--- DIRECTIONS ---
Pull out every line in the data below that contains the string "silhouette", and copy each one unchanged.

* START DATA LISTING *

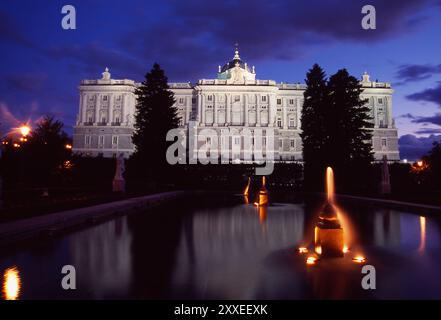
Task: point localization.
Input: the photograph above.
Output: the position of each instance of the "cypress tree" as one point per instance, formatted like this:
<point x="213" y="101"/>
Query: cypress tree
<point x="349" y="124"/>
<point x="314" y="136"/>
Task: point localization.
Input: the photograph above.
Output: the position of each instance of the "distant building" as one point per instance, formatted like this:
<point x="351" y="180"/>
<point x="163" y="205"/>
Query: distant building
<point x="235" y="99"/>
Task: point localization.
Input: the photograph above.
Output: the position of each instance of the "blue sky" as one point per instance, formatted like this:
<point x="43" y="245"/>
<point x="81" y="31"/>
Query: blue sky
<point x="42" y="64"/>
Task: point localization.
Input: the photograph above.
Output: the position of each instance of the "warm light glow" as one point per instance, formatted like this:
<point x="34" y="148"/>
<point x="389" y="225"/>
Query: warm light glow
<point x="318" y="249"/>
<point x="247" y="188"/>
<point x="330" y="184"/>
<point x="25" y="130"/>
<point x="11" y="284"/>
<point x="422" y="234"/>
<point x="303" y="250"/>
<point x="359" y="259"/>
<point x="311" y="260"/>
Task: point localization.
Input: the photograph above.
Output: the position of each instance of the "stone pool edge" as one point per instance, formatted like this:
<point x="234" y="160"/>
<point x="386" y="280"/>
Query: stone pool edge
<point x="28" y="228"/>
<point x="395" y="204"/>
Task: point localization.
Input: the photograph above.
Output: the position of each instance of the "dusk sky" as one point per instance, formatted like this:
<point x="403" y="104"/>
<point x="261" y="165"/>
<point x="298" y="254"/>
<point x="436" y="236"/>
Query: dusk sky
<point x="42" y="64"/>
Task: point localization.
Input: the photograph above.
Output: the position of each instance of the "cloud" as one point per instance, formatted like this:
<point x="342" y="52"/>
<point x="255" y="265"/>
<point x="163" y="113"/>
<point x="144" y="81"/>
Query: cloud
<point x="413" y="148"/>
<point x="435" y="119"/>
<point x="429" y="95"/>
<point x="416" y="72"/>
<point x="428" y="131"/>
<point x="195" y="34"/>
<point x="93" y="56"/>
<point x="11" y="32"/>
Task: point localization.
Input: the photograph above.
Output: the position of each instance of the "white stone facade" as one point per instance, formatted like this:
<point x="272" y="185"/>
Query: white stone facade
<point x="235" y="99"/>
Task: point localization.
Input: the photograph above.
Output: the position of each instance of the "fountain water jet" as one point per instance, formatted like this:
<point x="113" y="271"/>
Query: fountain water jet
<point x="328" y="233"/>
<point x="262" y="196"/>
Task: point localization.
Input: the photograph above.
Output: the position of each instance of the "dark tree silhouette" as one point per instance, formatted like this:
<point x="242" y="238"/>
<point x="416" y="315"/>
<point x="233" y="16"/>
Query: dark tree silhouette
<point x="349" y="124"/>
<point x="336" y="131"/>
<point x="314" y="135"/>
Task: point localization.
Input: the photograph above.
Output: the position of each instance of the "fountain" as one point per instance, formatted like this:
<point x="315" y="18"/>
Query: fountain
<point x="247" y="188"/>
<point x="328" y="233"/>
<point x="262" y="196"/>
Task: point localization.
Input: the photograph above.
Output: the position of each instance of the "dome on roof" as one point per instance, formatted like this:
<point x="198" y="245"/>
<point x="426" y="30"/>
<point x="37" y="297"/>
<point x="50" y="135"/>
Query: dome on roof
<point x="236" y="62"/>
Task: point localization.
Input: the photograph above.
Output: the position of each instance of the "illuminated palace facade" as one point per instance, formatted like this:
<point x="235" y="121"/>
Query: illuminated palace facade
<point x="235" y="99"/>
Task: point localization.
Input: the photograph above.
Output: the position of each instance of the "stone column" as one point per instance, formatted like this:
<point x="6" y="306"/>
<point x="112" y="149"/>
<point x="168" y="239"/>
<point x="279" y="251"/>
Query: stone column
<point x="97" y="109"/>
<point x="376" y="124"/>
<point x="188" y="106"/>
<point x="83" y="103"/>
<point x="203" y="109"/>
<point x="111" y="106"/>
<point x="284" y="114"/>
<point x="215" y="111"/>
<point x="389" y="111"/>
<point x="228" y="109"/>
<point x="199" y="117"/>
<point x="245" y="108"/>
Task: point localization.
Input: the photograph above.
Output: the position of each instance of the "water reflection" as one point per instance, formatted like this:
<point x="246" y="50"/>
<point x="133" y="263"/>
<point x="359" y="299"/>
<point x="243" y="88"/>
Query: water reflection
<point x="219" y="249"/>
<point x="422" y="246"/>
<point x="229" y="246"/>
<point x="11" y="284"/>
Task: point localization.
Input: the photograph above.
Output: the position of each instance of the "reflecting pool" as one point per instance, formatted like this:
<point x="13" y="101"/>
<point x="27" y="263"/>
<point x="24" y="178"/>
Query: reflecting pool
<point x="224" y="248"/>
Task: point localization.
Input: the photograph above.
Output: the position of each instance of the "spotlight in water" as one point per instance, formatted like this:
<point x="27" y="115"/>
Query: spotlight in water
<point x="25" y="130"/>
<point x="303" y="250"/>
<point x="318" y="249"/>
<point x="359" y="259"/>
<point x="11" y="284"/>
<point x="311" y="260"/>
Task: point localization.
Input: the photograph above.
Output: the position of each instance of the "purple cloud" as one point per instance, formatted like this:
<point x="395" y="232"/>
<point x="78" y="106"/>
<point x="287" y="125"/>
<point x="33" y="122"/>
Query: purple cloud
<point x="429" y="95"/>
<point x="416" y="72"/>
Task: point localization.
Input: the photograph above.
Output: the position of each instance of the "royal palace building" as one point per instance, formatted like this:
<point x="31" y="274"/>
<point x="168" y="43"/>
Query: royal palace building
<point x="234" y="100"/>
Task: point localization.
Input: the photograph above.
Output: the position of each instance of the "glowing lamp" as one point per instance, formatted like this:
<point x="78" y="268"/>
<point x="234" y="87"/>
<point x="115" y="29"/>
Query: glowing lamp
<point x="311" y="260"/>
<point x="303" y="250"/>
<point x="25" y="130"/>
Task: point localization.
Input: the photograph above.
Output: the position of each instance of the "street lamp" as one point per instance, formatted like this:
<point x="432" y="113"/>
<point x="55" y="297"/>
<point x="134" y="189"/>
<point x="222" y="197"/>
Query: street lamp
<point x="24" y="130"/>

* END DATA LISTING *

--- WRITTEN ANSWER ---
Output: the position of each instance of the "dark tree silhouette" as one point per instance, formatted like this:
Query: dark tree silhouette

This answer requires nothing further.